Convert every line of the rows below into a JSON list of strings, one string per line, with blank lines skipped and the pictures left out.

Pointing records
begin
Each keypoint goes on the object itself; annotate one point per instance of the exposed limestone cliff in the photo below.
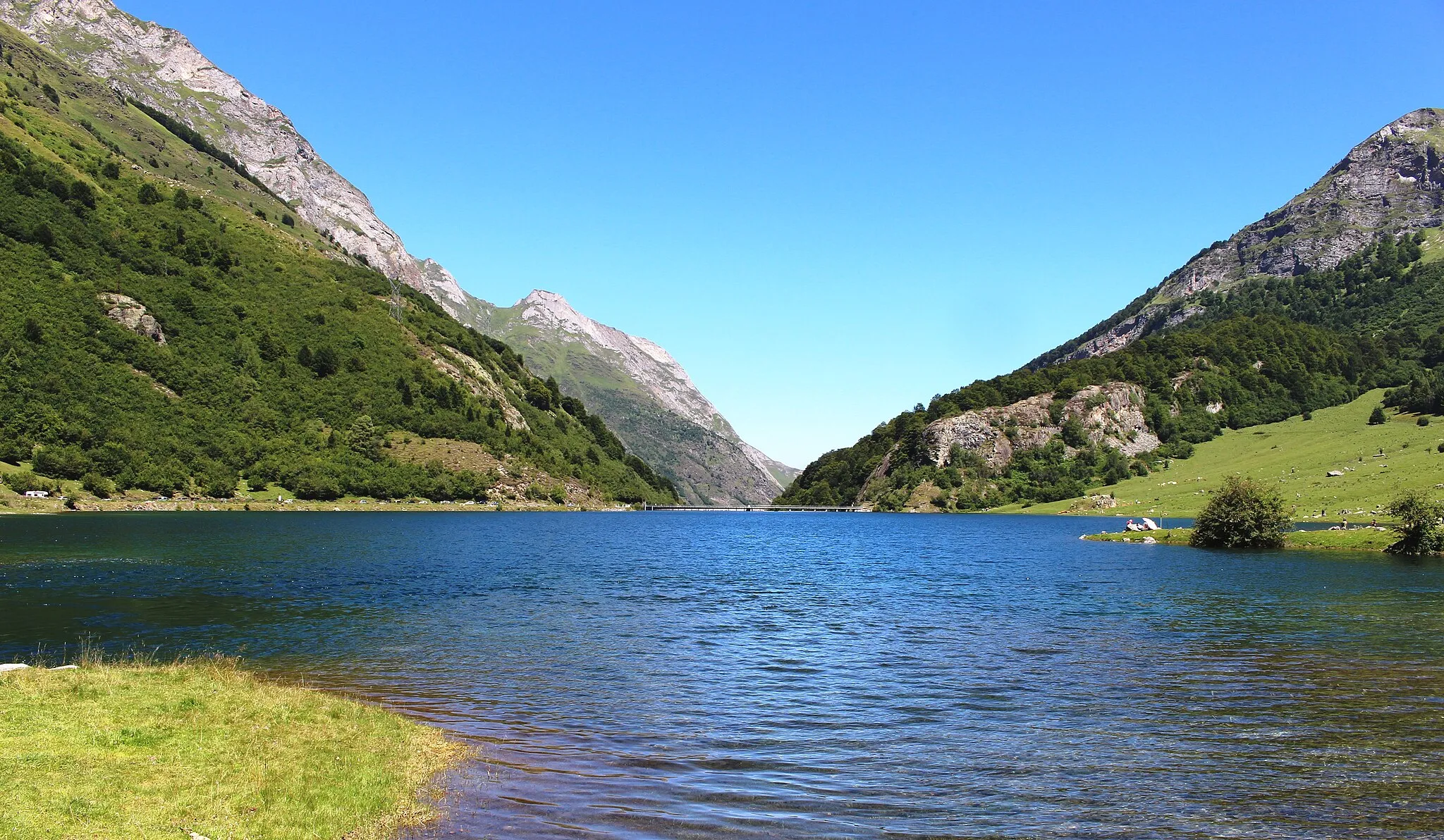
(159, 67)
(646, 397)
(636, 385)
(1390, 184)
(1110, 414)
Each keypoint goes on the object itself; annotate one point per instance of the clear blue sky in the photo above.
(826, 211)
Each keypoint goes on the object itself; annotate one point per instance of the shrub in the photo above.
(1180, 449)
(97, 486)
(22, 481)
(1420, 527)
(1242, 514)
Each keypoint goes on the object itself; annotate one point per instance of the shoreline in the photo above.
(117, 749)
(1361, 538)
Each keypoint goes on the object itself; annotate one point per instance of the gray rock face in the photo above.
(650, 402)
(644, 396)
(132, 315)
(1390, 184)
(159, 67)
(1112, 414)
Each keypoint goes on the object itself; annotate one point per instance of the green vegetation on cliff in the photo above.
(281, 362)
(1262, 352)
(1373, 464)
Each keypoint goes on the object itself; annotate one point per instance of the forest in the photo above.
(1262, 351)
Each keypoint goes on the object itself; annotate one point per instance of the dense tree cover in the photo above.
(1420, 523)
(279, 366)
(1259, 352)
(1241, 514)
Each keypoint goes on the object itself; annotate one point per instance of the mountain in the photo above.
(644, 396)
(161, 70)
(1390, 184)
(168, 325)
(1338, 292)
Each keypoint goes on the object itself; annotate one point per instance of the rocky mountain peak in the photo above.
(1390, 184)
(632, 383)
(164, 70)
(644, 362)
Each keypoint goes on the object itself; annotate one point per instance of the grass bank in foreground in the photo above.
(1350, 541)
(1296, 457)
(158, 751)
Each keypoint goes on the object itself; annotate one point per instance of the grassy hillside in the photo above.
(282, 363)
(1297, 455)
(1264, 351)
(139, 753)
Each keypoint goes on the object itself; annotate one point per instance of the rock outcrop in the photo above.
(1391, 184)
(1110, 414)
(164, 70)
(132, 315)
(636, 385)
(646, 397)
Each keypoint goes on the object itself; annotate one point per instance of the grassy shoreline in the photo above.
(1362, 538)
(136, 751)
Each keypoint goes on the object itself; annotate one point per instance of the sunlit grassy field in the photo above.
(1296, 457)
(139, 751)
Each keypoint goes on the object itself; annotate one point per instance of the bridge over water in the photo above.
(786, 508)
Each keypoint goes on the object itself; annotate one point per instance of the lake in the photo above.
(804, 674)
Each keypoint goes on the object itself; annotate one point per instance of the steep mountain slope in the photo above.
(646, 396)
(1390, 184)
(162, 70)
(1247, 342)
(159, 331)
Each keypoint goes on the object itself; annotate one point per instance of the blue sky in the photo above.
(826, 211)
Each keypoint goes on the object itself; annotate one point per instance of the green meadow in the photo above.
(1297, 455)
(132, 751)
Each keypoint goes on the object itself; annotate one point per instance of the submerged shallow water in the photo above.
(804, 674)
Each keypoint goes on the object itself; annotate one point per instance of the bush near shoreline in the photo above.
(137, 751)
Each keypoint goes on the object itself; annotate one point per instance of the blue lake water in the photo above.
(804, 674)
end
## Exercise result
[
  "Each keypoint goes on the object itself; annotate one point per instance of the exposed limestone cliff in the photo below.",
  "(159, 67)",
  "(646, 397)",
  "(636, 385)",
  "(1390, 184)",
  "(1110, 414)",
  "Each keypoint goes on the object itself; annotate one point per instance of the clear blue sky in the photo above.",
  "(826, 211)",
  "Each keypoint goes on the object itself; annotate one point per instance of the shrub in the photo above.",
  "(1180, 449)",
  "(97, 486)",
  "(22, 481)",
  "(1420, 527)",
  "(1242, 514)",
  "Each keypoint goes on the object itself; annotate one point per instance of the shoreline in the photo above.",
  "(117, 749)",
  "(1361, 538)",
  "Each keypoint goes on the object itself; annotate one point per instance of the gray rock face in the photo above.",
  "(650, 402)",
  "(644, 396)",
  "(132, 315)",
  "(1390, 184)",
  "(159, 67)",
  "(1112, 414)",
  "Each keypoint goes on the object itself; annotate one point per instance of the green vegetation on cliff in the photo above.",
  "(281, 362)",
  "(1262, 352)",
  "(1373, 464)",
  "Each keypoint goes on the object itself; annotate one point per instance of the forest in the photo above.",
  "(1262, 351)",
  "Each keypoint goes on the object itself; annotate one point per instance of the dense tree cover in the photo above.",
  "(1420, 523)",
  "(279, 366)",
  "(1259, 352)",
  "(1241, 514)",
  "Each keypoint goes on the object itself; annotate one point per instance of the mountain in the photo above.",
  "(644, 396)",
  "(161, 70)",
  "(1390, 184)",
  "(168, 325)",
  "(1338, 292)",
  "Each keypoint goes on the object itself; annotate one point per instance of the rocky mountain peak in the photo above.",
  "(1390, 184)",
  "(632, 383)",
  "(164, 70)",
  "(644, 362)",
  "Each keypoint goes on the object itself; annotate one point per instance of the grass bank in foreground in the photo above.",
  "(1350, 541)",
  "(1296, 457)",
  "(158, 751)",
  "Each keypoint goes on the object itself; annotate one point per instance of the grassy hillside in the photo above.",
  "(282, 363)",
  "(1297, 455)",
  "(1264, 351)",
  "(139, 753)",
  "Each keypoint goes on the object itself; annotate one point per instance of the rock outcrop in the photo above.",
  "(1391, 184)",
  "(1110, 414)",
  "(164, 70)",
  "(132, 315)",
  "(636, 385)",
  "(646, 397)",
  "Each keypoint goes on the object itself; annotate one point per instance of the grassy shoreline in the photo above.",
  "(1362, 538)",
  "(136, 751)",
  "Each keypoint goes on the object itself; annotate one point per instance of the sunlit grassy field in the photo above.",
  "(1296, 457)",
  "(139, 751)",
  "Each keypoint goes on the object itself; annotate one point per instance of the bridge over water in the photo above.",
  "(786, 508)",
  "Each keypoint goes on the object itself; annotate one point per instance of the lake in the photo above.",
  "(804, 674)",
  "Each keypoint goes on the object itself; annotate one point per instance of the steep mountain slope in the photo above.",
  "(646, 396)",
  "(1390, 184)",
  "(162, 70)",
  "(1247, 342)",
  "(159, 331)",
  "Each keypoint goes on the object itself; annotate one point per instance of the blue sky in the photo above.",
  "(826, 211)",
  "Each keypoint goes on the object itself; annotate one point per instance of the green meadow in the photo above.",
  "(1297, 455)",
  "(132, 751)",
  "Each keypoint goes on the object itself; annotate one point per instance of the submerged shallow water in the photo above.",
  "(804, 674)",
  "Each keypoint goes on the object itself; annotate one point per instance of the bush near shoreline in the photo above.",
  "(137, 751)",
  "Each keypoint goes on the object itself; annotate one point per instance of the blue lake water in the photo above.",
  "(804, 674)"
]